### BRIEF
The answer should contain every entry below, copied exactly.

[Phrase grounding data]
+-------+

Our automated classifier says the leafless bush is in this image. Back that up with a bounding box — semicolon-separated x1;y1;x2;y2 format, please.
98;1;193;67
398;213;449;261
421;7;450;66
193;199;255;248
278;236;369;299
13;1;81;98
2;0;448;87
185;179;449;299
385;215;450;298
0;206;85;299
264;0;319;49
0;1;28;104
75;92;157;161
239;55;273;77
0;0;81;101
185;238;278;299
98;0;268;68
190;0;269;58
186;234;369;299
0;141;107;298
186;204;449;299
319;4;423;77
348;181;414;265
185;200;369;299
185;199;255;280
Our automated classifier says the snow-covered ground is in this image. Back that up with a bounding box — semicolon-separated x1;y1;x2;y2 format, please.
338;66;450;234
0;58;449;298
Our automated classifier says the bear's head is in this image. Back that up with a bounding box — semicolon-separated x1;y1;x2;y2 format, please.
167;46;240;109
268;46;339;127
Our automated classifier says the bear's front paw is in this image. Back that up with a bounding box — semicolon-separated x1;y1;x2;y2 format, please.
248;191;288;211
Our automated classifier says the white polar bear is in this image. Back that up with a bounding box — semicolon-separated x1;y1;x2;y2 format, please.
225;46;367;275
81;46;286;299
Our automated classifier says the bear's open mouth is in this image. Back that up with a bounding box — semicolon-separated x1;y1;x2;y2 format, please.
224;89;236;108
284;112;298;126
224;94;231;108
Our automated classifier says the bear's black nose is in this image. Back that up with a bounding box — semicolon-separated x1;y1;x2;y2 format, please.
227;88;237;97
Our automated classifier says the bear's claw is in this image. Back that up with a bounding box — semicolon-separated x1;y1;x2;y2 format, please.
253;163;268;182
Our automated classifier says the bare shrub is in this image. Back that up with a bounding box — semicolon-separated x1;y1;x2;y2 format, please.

+-------+

### ANSWER TO THE EXERCISE
Our automated classifier says the leafless bush is in this image. Back that up with a bounding box — semicolon-separated x1;y1;x2;y2 format, please.
98;1;193;67
398;213;449;261
421;7;450;66
193;199;255;248
278;236;369;299
13;1;81;98
2;0;448;87
185;179;449;299
385;215;450;298
0;206;85;299
264;0;319;49
0;1;28;104
75;92;157;161
239;55;273;77
0;0;81;101
185;238;278;299
98;0;268;68
190;0;269;58
186;234;369;299
0;141;107;298
186;204;449;299
319;4;423;77
348;181;414;265
185;200;369;299
185;199;255;280
Our automated classifier says the snow-covered ground is in this image. Back that up with a bounding box — semicolon-separated x1;y1;x2;y2 format, please.
338;66;450;234
0;58;449;298
Our automated classifier says the bear's head is in this image. Back that up with a bounding box — semicolon-separated x1;y1;x2;y2 format, please.
167;46;240;109
268;46;339;127
Our automated classifier says the bear's front paw is in this image. Back that up with a bounding box — semicolon-separated x1;y1;x2;y2 format, please.
248;191;288;211
Our automated classifier says the white polar bear is in this image. Back that up with a bounding box — semicolon-separated x1;y1;x2;y2 format, please.
225;46;367;275
81;46;286;299
Our automated classifier says the bear's open mouth is in this image. Back that up with a bounding box — semicolon-separated x1;y1;x2;y2 format, please.
224;89;236;108
284;112;298;126
224;94;231;108
Our automated classifier says the bear's black nose is in this image. Back that up with a bounding box — semicolon-separated x1;y1;x2;y2 format, please.
227;88;237;97
Our automated classifier says the bear's claw is in this image. Back that up with a bounding box — semicolon-separated x1;y1;x2;y2 format, please.
253;163;268;182
Our automated classifier says the bare shrub is in this image. Back that up with a bounding box — semicolon-separated x1;y1;x2;y2 format, please.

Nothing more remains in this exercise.